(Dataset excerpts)
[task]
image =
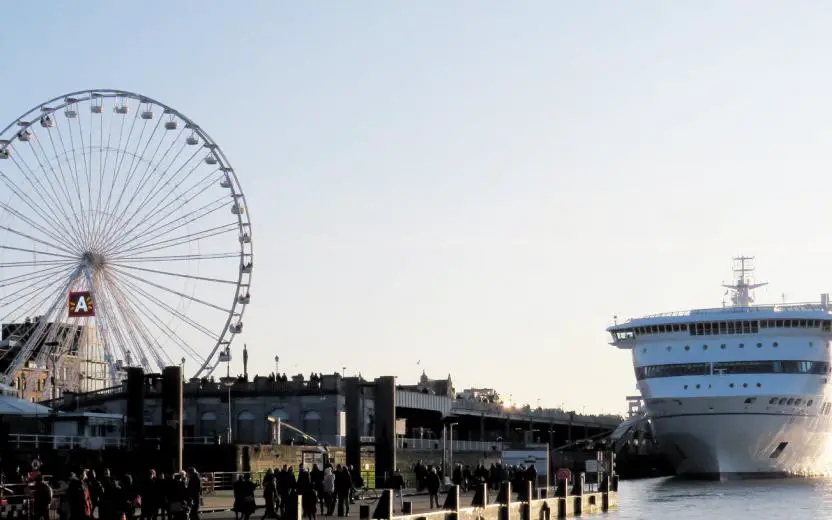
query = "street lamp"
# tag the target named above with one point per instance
(225, 356)
(451, 445)
(54, 357)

Task to complete |
Copy the data word for word and omit every picture.

Written solution |
[task]
image =
query = "street lamp"
# tag the target named above with one point per instance
(225, 356)
(451, 445)
(54, 357)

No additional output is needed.